* **Task requirements**: Would you transcribe all of the data exactly, down to the last character?

[Start Exercise materials]

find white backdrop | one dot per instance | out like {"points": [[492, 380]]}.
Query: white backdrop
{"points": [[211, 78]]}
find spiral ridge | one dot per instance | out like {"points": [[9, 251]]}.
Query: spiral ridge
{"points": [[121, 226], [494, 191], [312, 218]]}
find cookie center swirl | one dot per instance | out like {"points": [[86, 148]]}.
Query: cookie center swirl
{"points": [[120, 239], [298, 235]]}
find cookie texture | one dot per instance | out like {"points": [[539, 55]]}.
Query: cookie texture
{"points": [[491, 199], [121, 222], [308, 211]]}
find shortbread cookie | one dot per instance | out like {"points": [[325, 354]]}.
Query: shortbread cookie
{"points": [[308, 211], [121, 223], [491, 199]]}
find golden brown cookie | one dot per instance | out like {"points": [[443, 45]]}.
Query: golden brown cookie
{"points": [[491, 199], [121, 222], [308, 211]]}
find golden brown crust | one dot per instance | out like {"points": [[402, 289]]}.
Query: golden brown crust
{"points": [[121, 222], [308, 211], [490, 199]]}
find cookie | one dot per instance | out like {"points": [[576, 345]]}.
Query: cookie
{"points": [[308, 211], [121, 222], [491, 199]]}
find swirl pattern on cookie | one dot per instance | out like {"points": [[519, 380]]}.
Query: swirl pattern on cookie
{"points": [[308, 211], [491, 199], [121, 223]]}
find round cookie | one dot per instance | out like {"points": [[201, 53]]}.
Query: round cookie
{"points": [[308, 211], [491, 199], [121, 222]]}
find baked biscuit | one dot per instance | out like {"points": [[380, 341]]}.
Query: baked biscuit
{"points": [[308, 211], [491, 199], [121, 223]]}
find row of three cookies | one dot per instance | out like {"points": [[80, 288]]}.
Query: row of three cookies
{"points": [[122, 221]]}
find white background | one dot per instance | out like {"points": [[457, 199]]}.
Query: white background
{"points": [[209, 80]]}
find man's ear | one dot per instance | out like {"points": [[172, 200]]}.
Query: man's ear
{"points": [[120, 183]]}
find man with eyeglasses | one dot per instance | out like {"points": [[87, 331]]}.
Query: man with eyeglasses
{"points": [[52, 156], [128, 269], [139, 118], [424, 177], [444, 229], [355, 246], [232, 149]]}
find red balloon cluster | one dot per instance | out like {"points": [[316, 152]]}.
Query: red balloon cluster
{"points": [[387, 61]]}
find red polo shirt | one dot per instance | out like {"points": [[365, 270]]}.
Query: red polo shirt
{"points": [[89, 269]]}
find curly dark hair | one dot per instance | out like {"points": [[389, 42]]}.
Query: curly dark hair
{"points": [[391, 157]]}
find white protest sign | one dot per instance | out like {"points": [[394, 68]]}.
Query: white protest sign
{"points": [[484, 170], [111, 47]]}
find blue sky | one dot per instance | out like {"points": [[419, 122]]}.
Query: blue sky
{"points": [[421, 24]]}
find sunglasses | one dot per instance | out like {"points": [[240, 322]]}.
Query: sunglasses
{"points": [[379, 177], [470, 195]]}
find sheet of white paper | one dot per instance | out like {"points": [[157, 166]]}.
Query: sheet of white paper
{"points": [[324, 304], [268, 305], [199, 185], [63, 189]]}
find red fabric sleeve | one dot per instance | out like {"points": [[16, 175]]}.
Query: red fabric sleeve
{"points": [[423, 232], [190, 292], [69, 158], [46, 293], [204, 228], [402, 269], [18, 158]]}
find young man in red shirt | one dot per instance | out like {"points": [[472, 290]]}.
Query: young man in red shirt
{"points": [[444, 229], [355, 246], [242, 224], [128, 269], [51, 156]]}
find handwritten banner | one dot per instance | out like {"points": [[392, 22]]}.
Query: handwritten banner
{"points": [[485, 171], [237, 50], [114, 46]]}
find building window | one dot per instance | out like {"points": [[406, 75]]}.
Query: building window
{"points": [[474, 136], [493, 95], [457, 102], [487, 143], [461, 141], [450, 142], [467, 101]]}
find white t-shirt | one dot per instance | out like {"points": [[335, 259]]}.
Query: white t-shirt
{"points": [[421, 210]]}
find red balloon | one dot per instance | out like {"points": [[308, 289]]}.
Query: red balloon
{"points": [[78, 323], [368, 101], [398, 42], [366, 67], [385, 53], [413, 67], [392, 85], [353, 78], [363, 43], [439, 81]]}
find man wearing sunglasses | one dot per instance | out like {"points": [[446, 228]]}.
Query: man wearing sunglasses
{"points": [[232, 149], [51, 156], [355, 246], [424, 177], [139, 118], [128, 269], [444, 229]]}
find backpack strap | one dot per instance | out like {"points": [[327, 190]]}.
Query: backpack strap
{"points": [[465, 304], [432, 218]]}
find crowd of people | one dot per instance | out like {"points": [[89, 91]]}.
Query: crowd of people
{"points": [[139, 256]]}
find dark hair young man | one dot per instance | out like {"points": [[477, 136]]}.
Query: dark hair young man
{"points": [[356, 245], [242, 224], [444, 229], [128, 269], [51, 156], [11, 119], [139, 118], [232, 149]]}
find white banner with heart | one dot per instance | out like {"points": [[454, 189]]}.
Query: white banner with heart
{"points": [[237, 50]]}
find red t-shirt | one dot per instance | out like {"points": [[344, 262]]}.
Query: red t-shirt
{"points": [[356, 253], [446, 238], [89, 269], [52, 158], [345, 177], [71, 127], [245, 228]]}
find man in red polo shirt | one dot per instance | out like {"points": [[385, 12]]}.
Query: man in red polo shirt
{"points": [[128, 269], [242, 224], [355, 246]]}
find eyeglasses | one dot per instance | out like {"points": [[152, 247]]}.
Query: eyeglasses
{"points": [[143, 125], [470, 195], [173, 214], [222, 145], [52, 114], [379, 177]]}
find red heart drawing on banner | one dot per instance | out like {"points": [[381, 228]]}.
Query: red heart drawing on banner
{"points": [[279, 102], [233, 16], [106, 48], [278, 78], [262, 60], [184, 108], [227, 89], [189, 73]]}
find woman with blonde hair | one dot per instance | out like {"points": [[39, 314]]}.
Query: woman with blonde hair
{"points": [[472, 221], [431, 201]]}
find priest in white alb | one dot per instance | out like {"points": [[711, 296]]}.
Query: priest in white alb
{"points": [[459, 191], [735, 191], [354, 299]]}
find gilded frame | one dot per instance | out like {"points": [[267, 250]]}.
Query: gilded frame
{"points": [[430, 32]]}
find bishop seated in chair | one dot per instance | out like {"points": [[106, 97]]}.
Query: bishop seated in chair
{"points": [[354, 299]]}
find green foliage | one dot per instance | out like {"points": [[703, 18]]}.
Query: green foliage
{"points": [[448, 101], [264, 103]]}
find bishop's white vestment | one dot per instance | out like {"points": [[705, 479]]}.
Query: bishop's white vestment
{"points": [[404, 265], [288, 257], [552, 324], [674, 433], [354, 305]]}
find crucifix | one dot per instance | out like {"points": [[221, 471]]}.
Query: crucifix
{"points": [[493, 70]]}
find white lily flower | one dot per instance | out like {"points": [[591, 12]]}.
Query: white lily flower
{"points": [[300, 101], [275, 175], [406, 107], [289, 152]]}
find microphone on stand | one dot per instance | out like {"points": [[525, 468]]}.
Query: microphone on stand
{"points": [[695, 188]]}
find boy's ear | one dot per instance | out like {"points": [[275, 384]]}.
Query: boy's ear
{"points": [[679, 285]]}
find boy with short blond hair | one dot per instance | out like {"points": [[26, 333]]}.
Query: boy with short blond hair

[End Exercise materials]

* **Output of the task**:
find white backdrop | one dot per instance | out like {"points": [[492, 380]]}.
Query: white backdrop
{"points": [[211, 78]]}
find spiral ridge | one dot per instance | out like {"points": [[9, 251]]}.
Query: spiral ridge
{"points": [[121, 226], [494, 191], [312, 218]]}
find cookie center swirl | one dot per instance | out like {"points": [[86, 148]]}.
Query: cookie center swirl
{"points": [[120, 239], [298, 235]]}
find cookie texture | one dot per instance | out like {"points": [[539, 55]]}.
Query: cookie texture
{"points": [[491, 199], [121, 222], [308, 211]]}
find shortbread cookie | one dot per instance | out like {"points": [[325, 354]]}.
Query: shortbread cookie
{"points": [[308, 211], [121, 223], [491, 199]]}
find golden brown cookie | one dot per instance | out like {"points": [[443, 45]]}.
Query: golden brown cookie
{"points": [[491, 199], [121, 222], [308, 211]]}
find golden brown crust | one dot per instance | out like {"points": [[402, 289]]}.
Query: golden brown crust
{"points": [[121, 222], [308, 211], [490, 199]]}
find cookie | one dot per instance | out like {"points": [[576, 345]]}.
Query: cookie
{"points": [[308, 211], [121, 222], [491, 199]]}
find swirl pattern on cookie | one dot per instance | out like {"points": [[519, 380]]}.
Query: swirl pattern on cookie
{"points": [[308, 211], [491, 199], [121, 223]]}
find round cookie | one dot per instance | out like {"points": [[201, 53]]}.
Query: round cookie
{"points": [[308, 211], [491, 199], [121, 222]]}
find baked biscuit | one dot per instance | out like {"points": [[380, 341]]}.
Query: baked biscuit
{"points": [[308, 211], [491, 199], [121, 223]]}
find row of three cookies | one dot per instance | out like {"points": [[80, 288]]}.
Query: row of three cookies
{"points": [[122, 221]]}
find white background | one dot per instance | out like {"points": [[457, 199]]}.
Query: white background
{"points": [[209, 80]]}
find man's ear | one dot per instance | out like {"points": [[172, 200]]}.
Query: man's ear
{"points": [[120, 183]]}
find man with eyeglasses | one dot per instance | out like {"points": [[87, 331]]}.
Query: man with eyeglasses
{"points": [[52, 156], [128, 269], [139, 118], [424, 177], [444, 229], [355, 246], [232, 149]]}
find red balloon cluster | one dot per instance | out like {"points": [[316, 152]]}.
Query: red balloon cluster
{"points": [[387, 61]]}
find red polo shirt | one dot per instance | out like {"points": [[365, 270]]}.
Query: red polo shirt
{"points": [[89, 269]]}
find curly dark hair | one dot per instance | out like {"points": [[389, 42]]}.
Query: curly dark hair
{"points": [[391, 157]]}
find white protest sign | one dot per instance | out like {"points": [[394, 68]]}.
Query: white protest sign
{"points": [[484, 170], [111, 47]]}
find blue sky | one dot per instance | out like {"points": [[419, 122]]}.
Query: blue sky
{"points": [[421, 24]]}
find sunglasses | one dot per instance | out like {"points": [[240, 322]]}.
Query: sunglasses
{"points": [[379, 177], [470, 195]]}
find sheet of white paper | one dot per instance | out like {"points": [[157, 166]]}.
Query: sheet of white paper
{"points": [[324, 304], [268, 305], [199, 185], [63, 189]]}
find red fabric sleeve | one dot per instance | out like {"points": [[16, 175]]}.
Query: red fabric sleeve
{"points": [[423, 232], [190, 292], [69, 158], [46, 293], [204, 228], [402, 269], [18, 158]]}
find young man in red shirt | one dot per instance | out like {"points": [[472, 290]]}.
Query: young man in red shirt
{"points": [[444, 229], [355, 246], [242, 224], [128, 269], [51, 156]]}
find handwritten banner | one dot per instance | out like {"points": [[392, 22]]}.
Query: handwritten banner
{"points": [[485, 171], [237, 50], [114, 46]]}
find building window | one dot per instance | out like {"points": [[406, 75]]}.
Query: building window
{"points": [[474, 136], [493, 95], [457, 102], [487, 143], [461, 141], [450, 142], [467, 101]]}
find white t-shirt | one dot per instance | out like {"points": [[335, 259]]}.
Query: white t-shirt
{"points": [[421, 210]]}
find red balloon | one dot per instance | out like {"points": [[308, 289]]}.
Query: red balloon
{"points": [[78, 323], [368, 101], [398, 42], [366, 67], [385, 53], [413, 67], [392, 85], [353, 78], [363, 43], [439, 81]]}
find man wearing sunglasses | one dot per instance | out like {"points": [[446, 228]]}.
Query: man wearing sunglasses
{"points": [[232, 149], [51, 156], [355, 246], [424, 177], [139, 118], [128, 269], [444, 229]]}
find backpack strap | one dot per instance | out like {"points": [[327, 190]]}.
Query: backpack strap
{"points": [[465, 304], [432, 218]]}
find crowd of people | one dot per instance | out like {"points": [[89, 91]]}.
Query: crowd of people
{"points": [[139, 256]]}
find dark hair young man | one dot per instance | out like {"points": [[477, 136]]}.
Query: dark hair young man
{"points": [[356, 245], [242, 224], [444, 229], [128, 269], [51, 156], [11, 119], [139, 118], [232, 149]]}
find white banner with heart | one dot per instance | out like {"points": [[454, 189]]}.
Query: white banner with heart
{"points": [[237, 50]]}
find red t-shirt | one dot per instance | out like {"points": [[344, 262]]}.
Query: red t-shirt
{"points": [[356, 253], [446, 238], [89, 269], [52, 158], [345, 177], [71, 127], [245, 228]]}
find man in red polo shirt | one dot per instance | out like {"points": [[385, 12]]}.
Query: man in red polo shirt
{"points": [[128, 269], [242, 224], [355, 246]]}
find eyeglasses | one dot per instance | out like {"points": [[152, 247]]}.
Query: eyeglasses
{"points": [[143, 125], [470, 195], [173, 214], [222, 145], [52, 114], [379, 177]]}
find red heart drawing on banner | one dot per instance | out like {"points": [[381, 228]]}.
Query: red heart drawing on banner
{"points": [[279, 102], [233, 16], [106, 48], [278, 78], [262, 60], [184, 108], [227, 89], [189, 73]]}
find woman with blonde hair | one dot per instance | out like {"points": [[39, 314]]}.
Query: woman with blonde hair
{"points": [[472, 221], [431, 201]]}
find priest in white alb | one dot per instance | out like {"points": [[711, 296]]}.
Query: priest in white alb
{"points": [[459, 191], [735, 191], [354, 299]]}
find gilded frame | one dot per instance | out like {"points": [[267, 250]]}.
Query: gilded frame
{"points": [[430, 32]]}
find bishop seated in chair | one dot per instance | out like {"points": [[106, 97]]}.
Query: bishop seated in chair
{"points": [[354, 299]]}
find green foliage | one dot per instance | out like {"points": [[703, 18]]}.
Query: green foliage
{"points": [[448, 101], [264, 103]]}
find bishop's white vestment | one dot per instance | out like {"points": [[705, 479]]}.
Query: bishop's white vestment
{"points": [[404, 265], [288, 257], [552, 324], [674, 433], [354, 305]]}
find crucifix | one dot per instance | out like {"points": [[221, 471]]}.
Query: crucifix
{"points": [[493, 70]]}
find white lily flower | one dot per instance | out like {"points": [[591, 12]]}.
Query: white lily flower
{"points": [[300, 101], [275, 175], [406, 107], [289, 152]]}
find microphone on stand | one dot per instance | out like {"points": [[525, 468]]}.
Query: microphone on stand
{"points": [[695, 188]]}
find boy's ear | one dot per instance | out like {"points": [[275, 384]]}.
Query: boy's ear
{"points": [[679, 285]]}
find boy with short blond hair | one dot per instance | out like {"points": [[26, 333]]}.
Query: boy with short blond hair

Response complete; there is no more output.